***** Items

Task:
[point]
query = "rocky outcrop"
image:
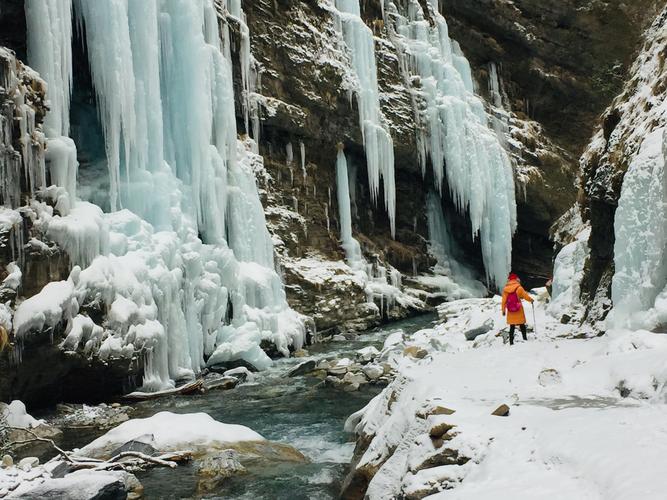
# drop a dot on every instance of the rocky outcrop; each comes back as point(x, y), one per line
point(631, 117)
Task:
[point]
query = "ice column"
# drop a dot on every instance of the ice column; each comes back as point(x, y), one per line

**********

(Goal): Write out every line of the records above word for word, leaving out the pictures.

(Final result):
Task:
[point]
query = "rocky outcrop"
image:
# drop a dot on every instance of the rocky outcrop; each comes back as point(x, y), one per line
point(631, 117)
Task:
[point]
query = "ice column"
# drop a dot on every instance of the ice column; each comes back as point(x, y), one per line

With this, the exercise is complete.